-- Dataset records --
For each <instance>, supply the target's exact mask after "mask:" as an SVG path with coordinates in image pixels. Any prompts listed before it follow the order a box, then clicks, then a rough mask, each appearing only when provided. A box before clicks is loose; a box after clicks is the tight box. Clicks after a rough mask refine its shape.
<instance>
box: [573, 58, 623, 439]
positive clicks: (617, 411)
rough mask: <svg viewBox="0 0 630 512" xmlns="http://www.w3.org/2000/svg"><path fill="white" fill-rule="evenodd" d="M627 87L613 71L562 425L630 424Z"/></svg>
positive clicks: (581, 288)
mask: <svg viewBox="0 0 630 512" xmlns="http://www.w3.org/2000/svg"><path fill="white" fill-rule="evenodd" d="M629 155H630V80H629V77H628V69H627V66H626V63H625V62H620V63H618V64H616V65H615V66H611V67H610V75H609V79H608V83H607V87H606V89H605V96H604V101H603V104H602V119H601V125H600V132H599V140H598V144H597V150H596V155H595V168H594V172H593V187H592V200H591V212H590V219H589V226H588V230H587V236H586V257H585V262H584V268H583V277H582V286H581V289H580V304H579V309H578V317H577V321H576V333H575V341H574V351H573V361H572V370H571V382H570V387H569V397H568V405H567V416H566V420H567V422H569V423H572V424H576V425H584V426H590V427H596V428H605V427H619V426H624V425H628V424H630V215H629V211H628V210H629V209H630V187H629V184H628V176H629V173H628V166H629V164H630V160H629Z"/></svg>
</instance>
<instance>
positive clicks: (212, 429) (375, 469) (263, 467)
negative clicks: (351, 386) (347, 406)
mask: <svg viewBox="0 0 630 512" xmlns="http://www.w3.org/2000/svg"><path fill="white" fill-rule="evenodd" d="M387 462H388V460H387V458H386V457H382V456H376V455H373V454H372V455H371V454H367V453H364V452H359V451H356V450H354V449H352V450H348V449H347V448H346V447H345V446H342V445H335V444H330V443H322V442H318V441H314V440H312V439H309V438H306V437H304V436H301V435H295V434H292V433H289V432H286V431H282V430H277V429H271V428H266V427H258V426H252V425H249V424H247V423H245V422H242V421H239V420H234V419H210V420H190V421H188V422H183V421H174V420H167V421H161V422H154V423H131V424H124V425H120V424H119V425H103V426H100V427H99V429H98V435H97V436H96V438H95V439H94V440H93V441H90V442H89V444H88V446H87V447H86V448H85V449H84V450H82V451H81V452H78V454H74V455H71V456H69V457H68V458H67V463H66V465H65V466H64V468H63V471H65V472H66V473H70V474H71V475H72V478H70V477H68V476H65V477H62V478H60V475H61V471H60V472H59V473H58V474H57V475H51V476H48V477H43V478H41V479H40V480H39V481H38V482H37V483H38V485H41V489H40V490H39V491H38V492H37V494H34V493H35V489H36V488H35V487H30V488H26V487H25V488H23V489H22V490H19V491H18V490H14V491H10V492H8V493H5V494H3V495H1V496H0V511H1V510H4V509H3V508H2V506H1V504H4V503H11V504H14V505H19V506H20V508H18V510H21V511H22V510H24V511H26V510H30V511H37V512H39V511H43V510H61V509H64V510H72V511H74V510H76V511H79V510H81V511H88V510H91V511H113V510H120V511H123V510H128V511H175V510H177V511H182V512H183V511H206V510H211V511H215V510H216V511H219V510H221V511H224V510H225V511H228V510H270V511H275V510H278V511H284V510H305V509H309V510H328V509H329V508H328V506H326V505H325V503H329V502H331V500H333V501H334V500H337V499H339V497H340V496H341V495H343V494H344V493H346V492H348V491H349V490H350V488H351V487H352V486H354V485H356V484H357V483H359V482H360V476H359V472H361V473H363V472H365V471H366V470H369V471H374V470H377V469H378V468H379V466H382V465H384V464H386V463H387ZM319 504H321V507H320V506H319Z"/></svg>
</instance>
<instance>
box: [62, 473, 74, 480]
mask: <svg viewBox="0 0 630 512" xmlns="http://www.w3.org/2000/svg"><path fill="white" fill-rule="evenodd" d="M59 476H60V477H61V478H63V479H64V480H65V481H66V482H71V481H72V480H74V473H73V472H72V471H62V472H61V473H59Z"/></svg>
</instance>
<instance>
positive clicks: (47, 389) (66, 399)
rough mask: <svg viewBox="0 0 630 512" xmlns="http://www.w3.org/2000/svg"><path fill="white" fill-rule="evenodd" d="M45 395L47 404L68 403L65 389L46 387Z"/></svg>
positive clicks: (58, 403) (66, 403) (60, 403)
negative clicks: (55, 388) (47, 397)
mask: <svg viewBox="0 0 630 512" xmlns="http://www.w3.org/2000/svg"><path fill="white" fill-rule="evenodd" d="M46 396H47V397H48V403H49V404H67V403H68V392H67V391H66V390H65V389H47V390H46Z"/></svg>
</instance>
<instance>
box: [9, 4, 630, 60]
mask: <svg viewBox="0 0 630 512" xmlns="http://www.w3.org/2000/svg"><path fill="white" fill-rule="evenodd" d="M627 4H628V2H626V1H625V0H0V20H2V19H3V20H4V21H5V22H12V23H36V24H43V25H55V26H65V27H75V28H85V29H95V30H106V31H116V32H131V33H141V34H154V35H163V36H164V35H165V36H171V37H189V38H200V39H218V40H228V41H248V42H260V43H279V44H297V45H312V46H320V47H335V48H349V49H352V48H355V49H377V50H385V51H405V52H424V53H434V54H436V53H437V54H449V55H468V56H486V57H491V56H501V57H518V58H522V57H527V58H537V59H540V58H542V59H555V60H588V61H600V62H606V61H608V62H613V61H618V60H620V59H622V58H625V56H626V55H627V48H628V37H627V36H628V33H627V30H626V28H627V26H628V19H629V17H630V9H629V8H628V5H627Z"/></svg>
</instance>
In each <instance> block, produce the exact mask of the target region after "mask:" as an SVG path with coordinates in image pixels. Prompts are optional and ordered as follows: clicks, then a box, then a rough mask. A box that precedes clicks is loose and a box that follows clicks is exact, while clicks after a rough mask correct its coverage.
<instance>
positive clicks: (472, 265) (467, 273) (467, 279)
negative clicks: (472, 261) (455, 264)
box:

-- Exercise requirements --
Reproduce the entries above in full, exactly as they read.

-- Written reply --
For each <instance>, supply the target's exact mask after "mask:" as an SVG path with coordinates in image pixels. Any prompts listed before it follow the order a box, then clicks, then a rough mask, each appearing only when provided. A box before clicks is loose; a box after clicks is the tight box. Clicks after a rough mask refine its shape.
<instance>
box: [573, 58, 623, 439]
positive clicks: (617, 411)
rough mask: <svg viewBox="0 0 630 512" xmlns="http://www.w3.org/2000/svg"><path fill="white" fill-rule="evenodd" d="M627 87L613 71L562 425L630 424Z"/></svg>
positive clicks: (581, 288)
mask: <svg viewBox="0 0 630 512" xmlns="http://www.w3.org/2000/svg"><path fill="white" fill-rule="evenodd" d="M629 155H630V80H629V77H628V69H627V66H626V63H625V62H620V63H618V64H616V65H615V66H611V67H610V75H609V79H608V83H607V87H606V89H605V96H604V101H603V104H602V119H601V125H600V132H599V140H598V144H597V150H596V155H595V168H594V172H593V187H592V200H591V212H590V219H589V226H588V230H587V236H586V257H585V262H584V268H583V277H582V286H581V289H580V304H579V309H578V317H577V321H576V333H575V341H574V351H573V361H572V370H571V382H570V387H569V397H568V405H567V416H566V420H567V422H569V423H572V424H576V425H584V426H590V427H596V428H605V427H619V426H624V425H628V424H630V215H629V211H628V210H629V209H630V187H629V184H628V176H629V173H628V166H629V164H630V160H629Z"/></svg>
</instance>
<instance>
positive clicks: (212, 429) (375, 469) (263, 467)
negative clicks: (351, 386) (347, 406)
mask: <svg viewBox="0 0 630 512" xmlns="http://www.w3.org/2000/svg"><path fill="white" fill-rule="evenodd" d="M387 462H388V460H387V458H386V457H382V456H376V455H373V454H372V455H371V454H367V453H364V452H359V451H356V450H354V449H352V450H348V449H347V448H346V447H345V446H342V445H335V444H330V443H322V442H318V441H314V440H312V439H309V438H306V437H304V436H301V435H295V434H292V433H289V432H286V431H282V430H277V429H271V428H266V427H258V426H252V425H249V424H247V423H245V422H242V421H239V420H234V419H210V420H190V421H188V422H183V421H174V420H167V421H161V422H154V423H131V424H124V425H120V424H119V425H103V426H100V427H99V429H98V435H97V436H96V438H95V439H94V440H93V441H90V442H89V444H88V446H87V447H86V448H85V449H84V450H82V451H81V452H78V454H74V455H71V456H69V457H68V458H67V463H66V465H65V466H64V468H63V471H65V472H66V473H70V474H71V475H72V478H70V477H68V476H65V477H62V478H60V475H61V471H60V472H59V473H58V474H57V475H51V476H48V477H43V478H41V479H40V480H39V481H38V482H37V483H38V485H41V489H40V490H39V491H38V492H37V494H34V493H35V489H36V488H35V487H30V488H26V487H25V488H23V489H22V490H19V491H18V490H14V491H10V492H8V493H5V494H3V495H1V496H0V511H1V510H4V509H3V508H2V506H1V504H4V503H11V504H14V505H19V506H20V508H18V510H21V511H22V510H24V511H26V510H30V511H37V512H39V511H43V510H61V509H64V510H72V511H74V510H76V511H79V510H81V511H88V510H91V511H113V510H120V511H123V510H128V511H175V510H177V511H182V512H183V511H206V510H211V511H215V510H216V511H219V510H221V511H224V510H225V511H228V510H270V511H275V510H278V511H284V510H305V509H309V510H328V509H329V508H328V506H326V505H325V503H329V502H331V500H333V501H334V500H337V499H339V497H340V496H341V495H343V494H344V493H346V492H348V491H349V490H350V488H351V487H352V486H354V485H356V484H357V483H359V482H360V476H359V472H361V473H363V472H365V471H366V470H369V471H374V470H377V469H378V468H379V466H382V465H384V464H386V463H387ZM319 504H321V507H320V506H319Z"/></svg>
</instance>
<instance>
box: [62, 473, 74, 480]
mask: <svg viewBox="0 0 630 512" xmlns="http://www.w3.org/2000/svg"><path fill="white" fill-rule="evenodd" d="M59 476H60V477H61V478H63V479H64V480H65V481H66V482H71V481H72V480H74V473H73V472H72V471H62V472H61V473H59Z"/></svg>
</instance>
<instance>
positive clicks: (47, 389) (66, 399)
rough mask: <svg viewBox="0 0 630 512" xmlns="http://www.w3.org/2000/svg"><path fill="white" fill-rule="evenodd" d="M45 395L47 404L68 403L65 389L46 387Z"/></svg>
positive clicks: (58, 403) (66, 403) (60, 403)
negative clicks: (55, 388) (47, 397)
mask: <svg viewBox="0 0 630 512" xmlns="http://www.w3.org/2000/svg"><path fill="white" fill-rule="evenodd" d="M46 396H47V397H48V403H49V404H67V403H68V392H67V391H66V390H65V389H47V390H46Z"/></svg>
</instance>
<instance>
box: [9, 4, 630, 60]
mask: <svg viewBox="0 0 630 512" xmlns="http://www.w3.org/2000/svg"><path fill="white" fill-rule="evenodd" d="M627 4H628V2H626V1H625V0H0V20H2V19H3V20H4V21H5V22H12V23H36V24H43V25H55V26H65V27H75V28H85V29H95V30H106V31H116V32H131V33H141V34H154V35H163V36H164V35H165V36H171V37H189V38H200V39H218V40H228V41H248V42H260V43H279V44H297V45H312V46H320V47H335V48H349V49H352V48H355V49H377V50H385V51H405V52H424V53H434V54H436V53H437V54H449V55H468V56H486V57H491V56H501V57H518V58H522V57H527V58H537V59H540V58H542V59H555V60H588V61H600V62H606V61H608V62H613V61H618V60H620V59H622V58H625V56H626V55H627V48H628V37H627V36H628V33H627V30H626V28H627V26H628V19H629V17H630V9H629V8H628V5H627Z"/></svg>
</instance>
In each <instance> block, produce the exact mask of the target region after "mask:" as an SVG path with coordinates in image pixels. Prompts are optional and ordered as follows: clicks, then a box, then a rough mask. A box that precedes clicks is loose and a box that follows clicks is exact, while clicks after a rough mask correct its coverage.
<instance>
positive clicks: (472, 265) (467, 273) (467, 279)
negative clicks: (472, 261) (455, 264)
box:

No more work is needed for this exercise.